● **PROBLEM TO SOLVE**
Edit the data starting at the line that contains "Target: man's outstretched hand" and ending at the end of the data: rewrite that stretch with "red bandana" changed to "blue bandana" and everything else left as is.

● **Data items**
• • • • •

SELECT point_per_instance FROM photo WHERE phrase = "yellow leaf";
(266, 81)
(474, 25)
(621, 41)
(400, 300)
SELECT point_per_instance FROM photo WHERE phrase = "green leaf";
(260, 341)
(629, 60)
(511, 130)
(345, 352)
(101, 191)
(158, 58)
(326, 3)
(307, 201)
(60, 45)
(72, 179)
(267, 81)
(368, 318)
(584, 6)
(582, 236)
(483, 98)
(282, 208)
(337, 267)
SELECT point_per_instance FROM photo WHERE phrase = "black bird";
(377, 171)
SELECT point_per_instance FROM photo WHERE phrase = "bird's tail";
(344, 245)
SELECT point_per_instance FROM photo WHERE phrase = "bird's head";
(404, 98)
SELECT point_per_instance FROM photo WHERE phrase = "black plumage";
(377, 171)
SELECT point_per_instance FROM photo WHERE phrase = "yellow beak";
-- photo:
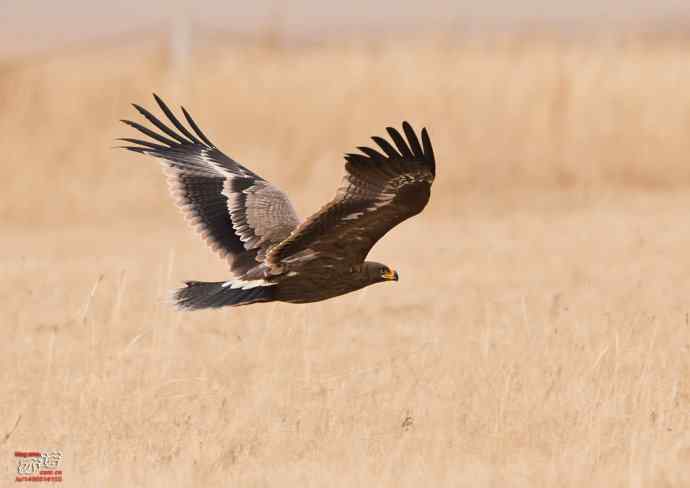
(390, 275)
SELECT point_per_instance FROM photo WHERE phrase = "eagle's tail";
(199, 294)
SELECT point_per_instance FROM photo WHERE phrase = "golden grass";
(539, 335)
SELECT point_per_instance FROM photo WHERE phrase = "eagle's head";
(377, 272)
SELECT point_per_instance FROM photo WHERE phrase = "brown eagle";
(253, 226)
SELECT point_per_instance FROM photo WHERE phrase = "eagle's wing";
(379, 191)
(239, 214)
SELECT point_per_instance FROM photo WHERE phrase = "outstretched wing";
(239, 214)
(379, 191)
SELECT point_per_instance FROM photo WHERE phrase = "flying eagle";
(253, 226)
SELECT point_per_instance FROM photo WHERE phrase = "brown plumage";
(253, 226)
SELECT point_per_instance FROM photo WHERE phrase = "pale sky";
(27, 25)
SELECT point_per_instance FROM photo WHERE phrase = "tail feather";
(198, 295)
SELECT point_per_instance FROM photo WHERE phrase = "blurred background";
(538, 336)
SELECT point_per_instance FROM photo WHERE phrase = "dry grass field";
(540, 333)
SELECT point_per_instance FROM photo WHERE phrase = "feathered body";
(253, 226)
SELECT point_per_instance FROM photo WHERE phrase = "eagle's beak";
(390, 275)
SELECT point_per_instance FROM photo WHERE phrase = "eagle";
(251, 224)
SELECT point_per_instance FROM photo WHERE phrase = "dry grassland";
(539, 335)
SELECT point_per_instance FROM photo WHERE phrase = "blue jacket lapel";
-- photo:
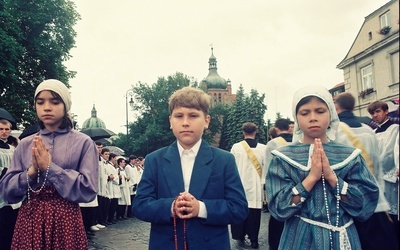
(173, 170)
(201, 170)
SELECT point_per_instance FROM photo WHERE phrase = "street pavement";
(134, 234)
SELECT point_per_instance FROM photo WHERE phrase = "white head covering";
(323, 94)
(59, 88)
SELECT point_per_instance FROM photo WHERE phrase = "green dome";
(213, 80)
(93, 121)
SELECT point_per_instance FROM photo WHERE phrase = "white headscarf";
(59, 88)
(324, 95)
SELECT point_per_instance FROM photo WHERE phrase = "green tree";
(36, 37)
(151, 130)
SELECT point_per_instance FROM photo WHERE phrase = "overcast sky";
(275, 47)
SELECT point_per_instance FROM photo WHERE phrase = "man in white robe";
(250, 160)
(376, 232)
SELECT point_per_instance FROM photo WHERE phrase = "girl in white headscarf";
(51, 171)
(318, 186)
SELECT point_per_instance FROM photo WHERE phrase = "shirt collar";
(195, 148)
(383, 123)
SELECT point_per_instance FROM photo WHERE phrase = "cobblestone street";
(134, 234)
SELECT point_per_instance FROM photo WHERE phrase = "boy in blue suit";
(189, 190)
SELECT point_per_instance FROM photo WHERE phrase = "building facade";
(371, 66)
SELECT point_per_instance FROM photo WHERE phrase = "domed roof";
(93, 121)
(213, 80)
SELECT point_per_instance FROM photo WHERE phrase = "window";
(385, 20)
(395, 66)
(367, 81)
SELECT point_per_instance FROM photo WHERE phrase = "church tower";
(217, 87)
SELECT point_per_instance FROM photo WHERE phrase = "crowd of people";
(328, 181)
(118, 180)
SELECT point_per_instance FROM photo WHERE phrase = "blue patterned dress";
(289, 168)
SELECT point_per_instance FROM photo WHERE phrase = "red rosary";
(175, 229)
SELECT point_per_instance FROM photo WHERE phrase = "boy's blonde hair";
(189, 97)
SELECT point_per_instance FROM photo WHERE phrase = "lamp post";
(130, 93)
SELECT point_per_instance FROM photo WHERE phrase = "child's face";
(188, 125)
(379, 116)
(313, 119)
(49, 110)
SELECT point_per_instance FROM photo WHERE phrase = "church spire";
(94, 112)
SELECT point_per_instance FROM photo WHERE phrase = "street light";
(130, 93)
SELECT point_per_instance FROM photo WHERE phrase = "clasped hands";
(41, 157)
(186, 206)
(320, 164)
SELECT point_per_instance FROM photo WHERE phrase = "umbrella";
(105, 141)
(4, 114)
(364, 119)
(98, 133)
(115, 150)
(29, 131)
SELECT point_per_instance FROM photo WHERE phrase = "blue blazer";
(215, 181)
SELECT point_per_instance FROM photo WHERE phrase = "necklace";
(327, 207)
(41, 187)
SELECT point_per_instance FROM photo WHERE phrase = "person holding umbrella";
(51, 171)
(8, 212)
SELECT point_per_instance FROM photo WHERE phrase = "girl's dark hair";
(306, 100)
(66, 120)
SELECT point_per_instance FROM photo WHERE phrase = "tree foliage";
(36, 37)
(151, 130)
(246, 108)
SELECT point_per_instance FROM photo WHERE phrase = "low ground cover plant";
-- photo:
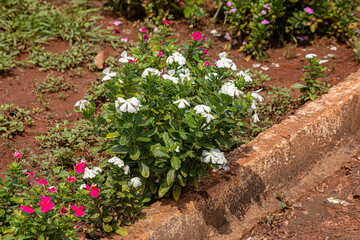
(260, 24)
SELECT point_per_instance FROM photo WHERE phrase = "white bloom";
(257, 96)
(148, 71)
(224, 62)
(256, 118)
(108, 74)
(126, 169)
(230, 89)
(202, 109)
(131, 105)
(116, 161)
(135, 182)
(177, 57)
(91, 173)
(208, 117)
(82, 104)
(310, 55)
(245, 75)
(124, 58)
(182, 103)
(171, 77)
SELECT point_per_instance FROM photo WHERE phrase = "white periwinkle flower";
(176, 57)
(257, 96)
(116, 161)
(182, 103)
(231, 90)
(245, 75)
(202, 109)
(310, 55)
(131, 105)
(224, 62)
(91, 173)
(82, 104)
(151, 71)
(135, 182)
(126, 169)
(108, 74)
(124, 58)
(171, 77)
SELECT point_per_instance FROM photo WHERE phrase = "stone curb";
(279, 159)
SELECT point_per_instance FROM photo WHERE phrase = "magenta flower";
(52, 189)
(94, 191)
(70, 179)
(27, 209)
(63, 210)
(308, 10)
(197, 36)
(79, 211)
(17, 154)
(46, 204)
(42, 181)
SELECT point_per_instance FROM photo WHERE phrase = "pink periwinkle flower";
(79, 211)
(42, 182)
(46, 204)
(27, 208)
(63, 210)
(94, 191)
(52, 189)
(308, 10)
(17, 154)
(70, 179)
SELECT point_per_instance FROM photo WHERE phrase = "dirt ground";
(330, 211)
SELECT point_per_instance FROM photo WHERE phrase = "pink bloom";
(308, 10)
(30, 173)
(70, 179)
(52, 189)
(46, 204)
(27, 209)
(167, 22)
(63, 210)
(196, 36)
(79, 211)
(17, 154)
(117, 23)
(42, 181)
(94, 191)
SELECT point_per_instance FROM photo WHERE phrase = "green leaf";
(134, 153)
(171, 176)
(144, 170)
(107, 227)
(121, 231)
(176, 192)
(175, 162)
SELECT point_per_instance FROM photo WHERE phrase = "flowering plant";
(171, 113)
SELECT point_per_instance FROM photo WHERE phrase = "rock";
(99, 60)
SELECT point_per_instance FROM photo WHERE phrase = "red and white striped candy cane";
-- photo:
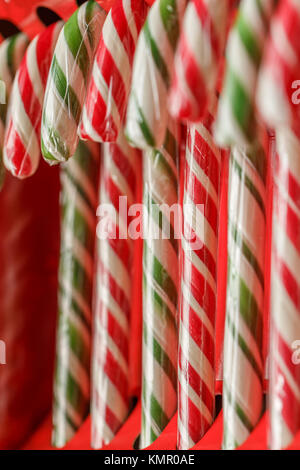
(199, 284)
(197, 59)
(22, 136)
(106, 100)
(285, 310)
(110, 382)
(279, 79)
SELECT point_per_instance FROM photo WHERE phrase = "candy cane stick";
(11, 54)
(284, 391)
(278, 87)
(106, 99)
(243, 368)
(153, 65)
(160, 273)
(79, 201)
(199, 283)
(110, 394)
(68, 81)
(22, 136)
(236, 123)
(197, 58)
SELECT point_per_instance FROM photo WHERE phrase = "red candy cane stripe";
(197, 58)
(198, 302)
(285, 326)
(22, 137)
(278, 88)
(106, 100)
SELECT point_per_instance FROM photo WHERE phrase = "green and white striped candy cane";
(160, 285)
(68, 80)
(12, 51)
(152, 72)
(243, 367)
(80, 178)
(236, 123)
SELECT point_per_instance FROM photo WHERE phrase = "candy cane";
(152, 73)
(198, 286)
(236, 123)
(22, 136)
(11, 54)
(243, 367)
(197, 58)
(68, 81)
(278, 87)
(79, 201)
(284, 391)
(160, 273)
(106, 100)
(110, 394)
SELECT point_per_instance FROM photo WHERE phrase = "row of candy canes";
(238, 128)
(279, 108)
(67, 84)
(162, 27)
(148, 125)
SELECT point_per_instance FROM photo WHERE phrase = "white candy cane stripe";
(285, 290)
(199, 274)
(106, 99)
(22, 137)
(243, 368)
(11, 53)
(71, 387)
(197, 58)
(236, 121)
(160, 274)
(147, 114)
(68, 82)
(110, 394)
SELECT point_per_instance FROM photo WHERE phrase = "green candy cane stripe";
(79, 201)
(153, 64)
(243, 367)
(160, 285)
(12, 51)
(68, 81)
(236, 123)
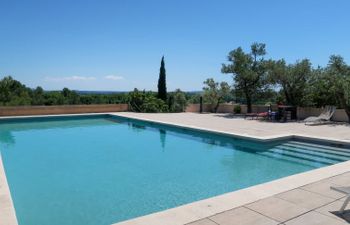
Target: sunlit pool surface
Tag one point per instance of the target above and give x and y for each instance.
(97, 170)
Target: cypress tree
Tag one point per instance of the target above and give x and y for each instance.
(162, 82)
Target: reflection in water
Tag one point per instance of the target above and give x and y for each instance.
(136, 127)
(7, 138)
(162, 135)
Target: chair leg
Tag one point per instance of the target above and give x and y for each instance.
(346, 202)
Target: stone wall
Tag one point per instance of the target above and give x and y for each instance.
(304, 112)
(61, 109)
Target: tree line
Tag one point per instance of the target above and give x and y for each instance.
(296, 84)
(256, 80)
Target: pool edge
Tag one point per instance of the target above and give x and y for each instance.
(7, 209)
(204, 208)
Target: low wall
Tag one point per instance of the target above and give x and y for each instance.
(225, 108)
(304, 112)
(61, 109)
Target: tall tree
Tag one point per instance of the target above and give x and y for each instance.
(293, 79)
(248, 70)
(216, 93)
(162, 94)
(338, 73)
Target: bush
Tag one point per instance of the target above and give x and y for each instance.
(146, 102)
(177, 101)
(152, 104)
(237, 109)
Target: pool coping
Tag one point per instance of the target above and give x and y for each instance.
(7, 209)
(204, 208)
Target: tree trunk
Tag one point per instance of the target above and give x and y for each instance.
(217, 105)
(249, 103)
(347, 110)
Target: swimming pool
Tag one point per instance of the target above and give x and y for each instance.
(104, 169)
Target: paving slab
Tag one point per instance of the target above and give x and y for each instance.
(242, 216)
(305, 199)
(314, 218)
(277, 209)
(323, 188)
(203, 222)
(332, 210)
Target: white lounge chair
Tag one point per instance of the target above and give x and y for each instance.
(323, 118)
(346, 191)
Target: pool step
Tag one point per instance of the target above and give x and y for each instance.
(281, 154)
(323, 148)
(314, 153)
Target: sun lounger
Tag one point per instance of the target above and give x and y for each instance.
(323, 118)
(346, 191)
(251, 115)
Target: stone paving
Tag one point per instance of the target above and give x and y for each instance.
(313, 204)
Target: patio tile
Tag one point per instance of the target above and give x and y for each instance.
(277, 209)
(343, 179)
(242, 216)
(333, 208)
(305, 199)
(203, 222)
(314, 218)
(323, 188)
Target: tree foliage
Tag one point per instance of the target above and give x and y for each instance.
(248, 70)
(162, 92)
(216, 93)
(293, 79)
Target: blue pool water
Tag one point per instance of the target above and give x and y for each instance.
(101, 170)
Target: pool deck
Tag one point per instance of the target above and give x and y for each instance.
(303, 198)
(298, 199)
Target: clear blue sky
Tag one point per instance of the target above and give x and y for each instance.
(118, 44)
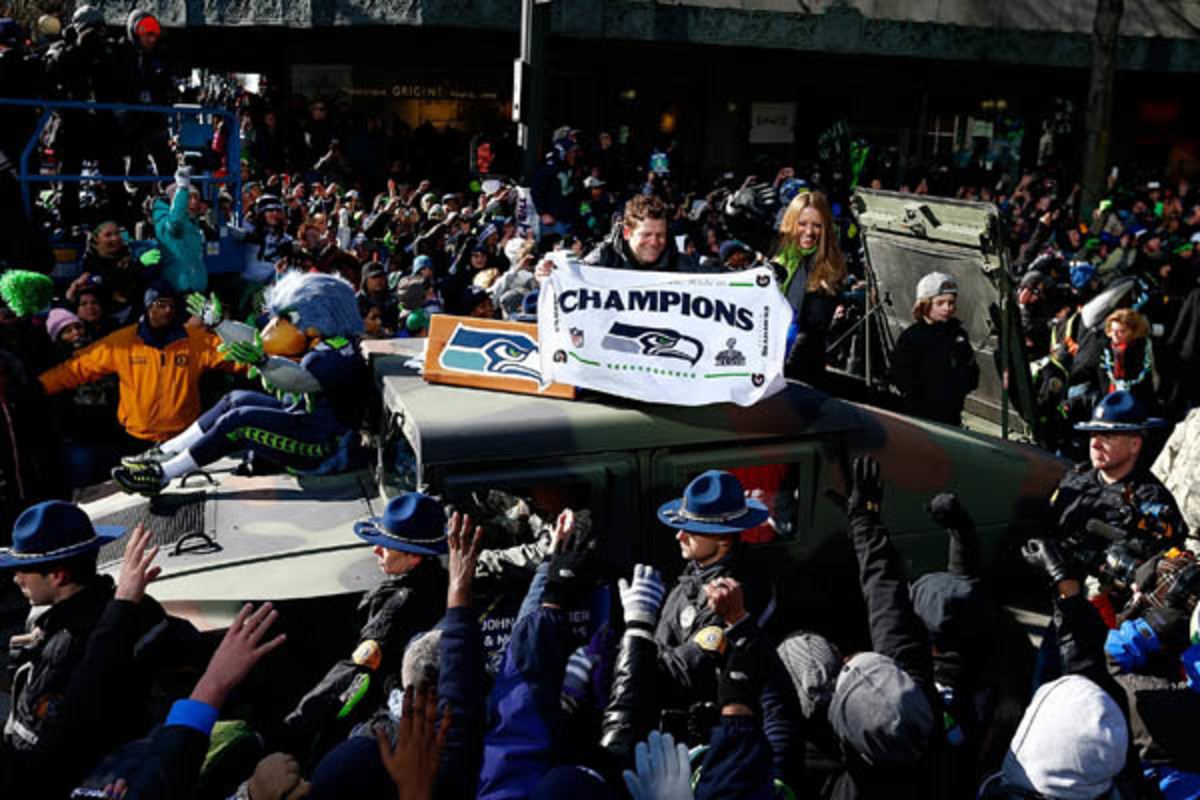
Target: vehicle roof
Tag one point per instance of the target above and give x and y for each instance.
(447, 423)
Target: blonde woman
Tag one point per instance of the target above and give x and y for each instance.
(810, 270)
(1128, 360)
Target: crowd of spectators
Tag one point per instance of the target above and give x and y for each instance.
(943, 698)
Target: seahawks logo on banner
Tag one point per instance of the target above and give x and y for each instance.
(664, 337)
(660, 342)
(497, 353)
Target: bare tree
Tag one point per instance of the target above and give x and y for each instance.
(1105, 34)
(28, 11)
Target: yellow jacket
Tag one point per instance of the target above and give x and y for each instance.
(160, 386)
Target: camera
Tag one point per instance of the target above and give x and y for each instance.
(1121, 563)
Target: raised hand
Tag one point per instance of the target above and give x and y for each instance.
(463, 548)
(868, 491)
(642, 599)
(726, 600)
(238, 653)
(664, 770)
(136, 570)
(245, 353)
(277, 776)
(413, 761)
(208, 310)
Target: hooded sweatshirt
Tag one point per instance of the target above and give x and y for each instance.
(1071, 744)
(181, 242)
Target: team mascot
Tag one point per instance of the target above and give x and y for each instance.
(309, 360)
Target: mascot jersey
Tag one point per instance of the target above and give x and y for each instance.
(310, 362)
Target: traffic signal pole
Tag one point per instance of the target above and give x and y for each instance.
(529, 83)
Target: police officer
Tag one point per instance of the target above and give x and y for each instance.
(407, 541)
(55, 666)
(1117, 488)
(690, 635)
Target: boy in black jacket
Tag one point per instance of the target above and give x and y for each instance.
(934, 364)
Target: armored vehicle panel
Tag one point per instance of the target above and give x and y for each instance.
(906, 236)
(287, 537)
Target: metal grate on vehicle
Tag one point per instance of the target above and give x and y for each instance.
(169, 517)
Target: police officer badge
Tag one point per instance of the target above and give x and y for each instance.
(687, 617)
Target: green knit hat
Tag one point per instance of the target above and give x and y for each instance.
(25, 293)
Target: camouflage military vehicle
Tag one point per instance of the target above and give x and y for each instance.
(229, 539)
(906, 236)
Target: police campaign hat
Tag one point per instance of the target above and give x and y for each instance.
(51, 531)
(411, 523)
(713, 504)
(1120, 413)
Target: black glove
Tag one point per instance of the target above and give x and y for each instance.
(570, 571)
(1045, 554)
(1171, 627)
(947, 512)
(747, 662)
(868, 491)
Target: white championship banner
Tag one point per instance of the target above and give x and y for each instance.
(664, 337)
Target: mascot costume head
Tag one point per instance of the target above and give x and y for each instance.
(306, 308)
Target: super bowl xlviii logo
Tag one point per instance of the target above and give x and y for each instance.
(492, 353)
(658, 342)
(731, 356)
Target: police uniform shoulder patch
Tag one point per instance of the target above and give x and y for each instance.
(369, 654)
(711, 638)
(687, 617)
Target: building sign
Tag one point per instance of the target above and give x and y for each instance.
(772, 122)
(663, 337)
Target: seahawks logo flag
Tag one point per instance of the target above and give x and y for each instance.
(685, 340)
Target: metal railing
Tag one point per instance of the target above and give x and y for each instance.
(25, 178)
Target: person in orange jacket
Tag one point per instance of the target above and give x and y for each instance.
(159, 362)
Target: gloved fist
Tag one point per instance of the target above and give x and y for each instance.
(947, 511)
(247, 353)
(1170, 625)
(868, 491)
(569, 570)
(664, 770)
(577, 680)
(747, 660)
(1132, 644)
(1044, 554)
(208, 308)
(642, 599)
(1191, 660)
(277, 776)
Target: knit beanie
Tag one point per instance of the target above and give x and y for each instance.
(813, 662)
(936, 283)
(57, 320)
(25, 293)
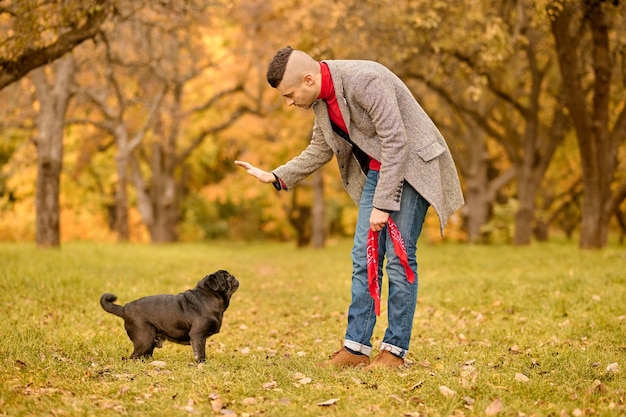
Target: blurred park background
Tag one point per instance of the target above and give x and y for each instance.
(120, 119)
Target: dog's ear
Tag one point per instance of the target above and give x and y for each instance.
(215, 282)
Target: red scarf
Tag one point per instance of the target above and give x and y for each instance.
(372, 260)
(327, 93)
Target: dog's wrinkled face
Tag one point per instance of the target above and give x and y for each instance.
(221, 282)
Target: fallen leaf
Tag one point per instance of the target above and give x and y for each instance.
(328, 402)
(468, 400)
(521, 377)
(217, 405)
(494, 408)
(418, 385)
(270, 385)
(446, 392)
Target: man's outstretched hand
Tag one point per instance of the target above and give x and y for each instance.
(259, 174)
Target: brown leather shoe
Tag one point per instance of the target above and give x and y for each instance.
(344, 359)
(385, 359)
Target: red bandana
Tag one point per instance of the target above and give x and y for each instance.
(372, 261)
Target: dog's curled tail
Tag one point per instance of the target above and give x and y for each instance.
(106, 301)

• • • • •

● **SOLUTION BELOW**
Target: man's outstretched hand
Tag one point per instance of the target above and give x and y for each instance.
(259, 174)
Target: brown leather shoe
Tag one point per instance of the target above and give x and y for each instance.
(344, 359)
(385, 359)
Target: blue bandana
Tag one point per instance of the target above and give x and y for each instance.
(372, 261)
Target: dog's curled tail
Tag one point per instance of the target above and give x and y for each instance.
(106, 301)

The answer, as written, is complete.